■ Aim: Format every line of the items below as a numbered list, skipping any blank lines and omitting the pictures.

---

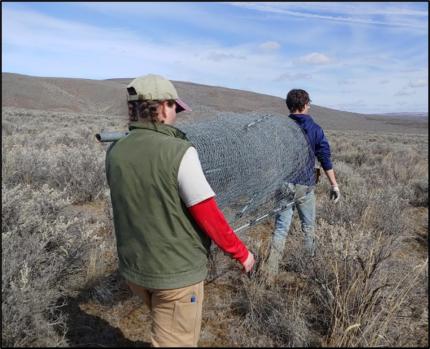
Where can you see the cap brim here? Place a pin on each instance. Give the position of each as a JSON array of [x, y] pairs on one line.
[[181, 106]]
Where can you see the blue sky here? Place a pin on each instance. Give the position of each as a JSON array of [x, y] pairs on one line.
[[363, 57]]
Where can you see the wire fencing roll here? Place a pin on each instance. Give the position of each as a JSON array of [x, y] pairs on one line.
[[247, 159]]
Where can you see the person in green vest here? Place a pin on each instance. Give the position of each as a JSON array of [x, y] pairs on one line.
[[165, 214]]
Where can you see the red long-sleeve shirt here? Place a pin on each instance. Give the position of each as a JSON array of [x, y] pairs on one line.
[[212, 221]]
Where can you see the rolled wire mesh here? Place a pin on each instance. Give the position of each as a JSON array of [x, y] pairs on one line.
[[248, 159]]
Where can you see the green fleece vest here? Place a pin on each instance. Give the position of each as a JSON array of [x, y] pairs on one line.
[[159, 245]]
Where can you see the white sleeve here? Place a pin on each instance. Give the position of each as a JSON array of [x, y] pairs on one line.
[[193, 186]]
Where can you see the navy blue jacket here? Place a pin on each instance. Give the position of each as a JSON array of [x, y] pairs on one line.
[[316, 138]]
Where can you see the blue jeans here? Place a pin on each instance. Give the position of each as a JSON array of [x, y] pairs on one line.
[[304, 201]]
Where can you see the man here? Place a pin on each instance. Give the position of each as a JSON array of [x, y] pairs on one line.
[[165, 214], [298, 103]]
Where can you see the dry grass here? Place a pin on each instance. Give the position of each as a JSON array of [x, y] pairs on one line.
[[367, 286]]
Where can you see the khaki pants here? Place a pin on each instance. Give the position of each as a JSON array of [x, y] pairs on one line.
[[176, 314]]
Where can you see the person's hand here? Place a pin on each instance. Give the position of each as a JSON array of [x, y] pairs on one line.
[[249, 263], [334, 193]]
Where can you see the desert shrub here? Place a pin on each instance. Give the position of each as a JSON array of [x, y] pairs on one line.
[[352, 294], [78, 170], [420, 196], [44, 257]]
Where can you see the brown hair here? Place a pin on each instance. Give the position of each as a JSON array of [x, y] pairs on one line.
[[145, 110], [297, 99]]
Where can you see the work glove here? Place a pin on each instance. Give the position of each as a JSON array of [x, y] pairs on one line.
[[334, 193]]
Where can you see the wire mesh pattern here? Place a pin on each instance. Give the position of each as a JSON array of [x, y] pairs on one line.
[[248, 159]]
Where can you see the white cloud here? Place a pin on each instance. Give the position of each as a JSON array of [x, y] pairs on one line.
[[270, 45], [347, 13], [346, 82], [418, 83], [219, 56], [293, 77], [315, 58]]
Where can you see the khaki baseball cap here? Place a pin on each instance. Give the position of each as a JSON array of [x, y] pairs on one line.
[[154, 87]]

---

■ Solved problem:
1. Where can you see the cap brim here? Place a pin on each instance. Give the position of each as a JSON array of [x, y] pairs on one line.
2. [[181, 106]]
3. Where can you see the blue sky here? Place a pin on each instance. Give the position of each as a JSON array of [x, y] pairs on one line.
4. [[363, 57]]
5. Where can you see the wire fencing roll here? Place a pin on each instance. Give the position of each as a JSON array of [x, y] pairs on one line.
6. [[247, 159]]
7. Where can you see the person in green vest here? Place a pin on each instance. Give the position of each as a JSON array of [x, y] pairs on one line.
8. [[165, 214]]
9. Where can you see the red long-sleeve shirt here? Place a pin on each instance. Give the position of each as a JSON array of [x, y] pairs on one line.
10. [[212, 221]]
11. Where can you see the rolled wire mesh here? Place a pin on each instance. Give the position of each as a JSON array of [x, y] pairs on one line.
12. [[248, 159]]
13. Where can you see the green fleece vest here? Place a pin on each instance. Give the position of each as a JSON array of [x, y] pairs on one line.
14. [[159, 245]]
15. Where can you see the white sleeve here? Place a pin on each instance. Give the position of each as a JSON array of [x, y] pairs on one line.
16. [[193, 186]]
17. Where can you see the navy blue jacket here? Place a pin on each instance. Give the position of each as a JSON array of [x, y] pairs on one line.
18. [[316, 138]]
19. Where can you see the blue jeans here? Place a pin on each instance. Give the position of each as a JSON array of [x, y] pairs on one line.
20. [[304, 201]]
21. Where can you see the man here? Place a pin on each instance. Give the position of each as a JSON array of [x, y] pairs on one line.
22. [[165, 214], [298, 103]]
23. Where can you see the dry grass here? Place a pin on each instance. Give the position of each as a JSON array of [x, y] pairs on one line.
24. [[367, 286]]
25. Where can you see the khaki pants here? Place a pin on each instance. Give the position of each as a JSON array of [x, y] pairs on one line.
26. [[176, 314]]
27. Where can you see the person's hand here? Place a pin on each instance. Give the position of each as a JSON array of [x, y] pairs on one line.
28. [[249, 263], [334, 193]]
29. Where can you see the desert shrub here? Place a pin on each instance. Give the position of each as a JSON array of [x, y] pairs on one line.
30. [[352, 294], [78, 170], [420, 196], [44, 257]]
31. Where can you see the brown hair here? Place a pin on each instance. Give the position of each as a JSON array of [x, y] pairs on one line.
32. [[145, 110], [297, 99]]
33. Where can you see the work glove here? Place a pin on each instance. Give the position of each as a JSON array of [x, y] pairs on one line.
34. [[334, 193]]
35. Where can you see the wire mesh pattern here? Place a pin on each instance. Give the position of each as a JSON array of [x, y] pairs on one line.
36. [[248, 159]]
37. Where can you see the white cloud here? Place a pin on each instance. Give the position of each as a JSON array of [x, y] pairs on one line.
38. [[270, 45], [347, 13], [346, 82], [418, 83], [219, 56], [293, 77], [315, 58]]
39. Where can you see the khaki baseball cap here? Place a pin on each instance. Give the position of each as a JSON array of [x, y] pairs on one line.
40. [[154, 87]]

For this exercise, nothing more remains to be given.